• PROBLEM: Please extend the text below about the sstable suffix rewriter, picking up right after its final sentence.

---- DOCUMENT SECTION

Reviewable status: 1 of 14 files reviewed, 11 unresolved discussions (waiting on @erikgrinaker, @jbowens, and @sumeerbhola)


sstable/suffix_rewriter.go, line 20 at r21 (raw file):

Previously, jbowens (Jackson Owens) wrote…

-- the an sstable to out containing the sstable in

looks like some of this comment got mangled

Reworked it entirely, to remove the whole this-impl-that-impl thing.

This adds a function to the sstable package that can replace some suffix
with another suffix from every key in an sstable, assuming enforcing
that the sstable consists of only Sets.

If the replacement is passed a filter policy, rather than build new
filters, the filter blocks from the original sstable are copied over,
but only after checking that it used the same filter policy and the same
splitter, and that that splitter splits the same length that as is being
replaced i.e. that the pre-replacement filter remains valid
post-replacement.

Data blocks are rewritten in parallel. This informs a few choices in how
it does so: rewritten keys are not passed to `addPoint`, but rather are
directly handed to a worker-local blockWriter. Finished blocks are not
immediately flushed to the output or added to the index, but rather are
added to a buffer, which is then iterated and flushed at the end.

--------
---- RECORDS SUPPLIED

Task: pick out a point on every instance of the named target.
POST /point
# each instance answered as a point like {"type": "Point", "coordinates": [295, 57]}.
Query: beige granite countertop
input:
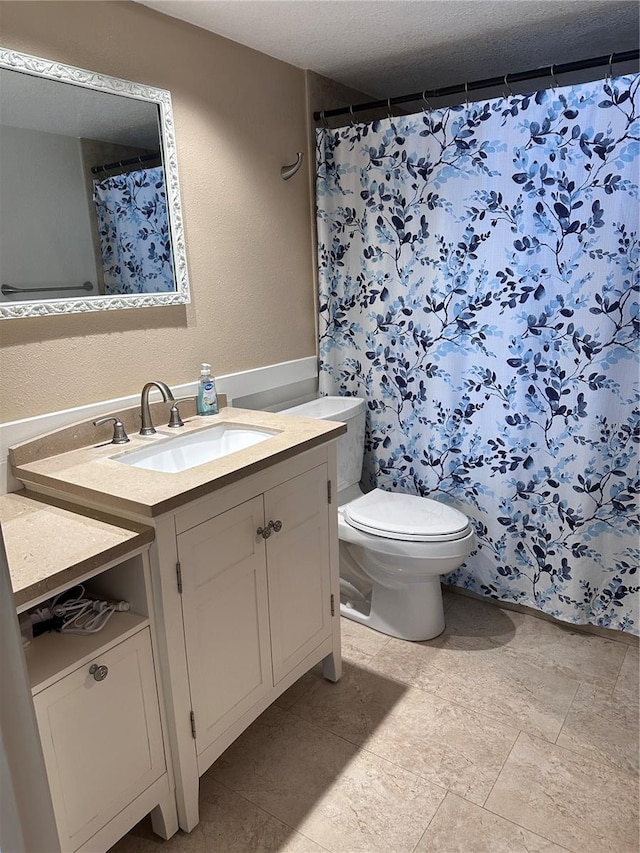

--------

• FINAL RESULT:
A significant implication of not passing each key to `addPoint` is that
individual KVs are not passed to the table and block property collectors
during rewriting. Instead, when flushing the finished blocks, each table
collector is passed just the first key of the table and each block prop
collector is passed the first key of each block. For the collectors that
CockroachDB uses, to which only the timestamp key suffix is relevant,
this approach may be sufficient, as during replacement all keys in all
blocks have the same suffix. However extending the collector API could
allow this to be more general, e.g. either by making a separate API for
this approach, like AddOneKeyForBlock, or by making the collectors able
to collect and aggregate partial results, so each rewriter could have a
local partial collector and then merge their results. However as the
simple approach of just passing one key per block to the existing API
appears sufficient for CockroachDB, this is left for later exploration.

Benchmarking this implementation compared to simply opening a writer and
feeding each key from a reader to it shows modest gains even without the
addition of concurrency, just from skipping rebuilding filters and props
from every key, with a 12M SST rewriting at about 33% faster. With the
addition of concurrency=8, this jumps to about a 7.5x speedup over the
naive read/write iteration, of 5x over concurrency=1.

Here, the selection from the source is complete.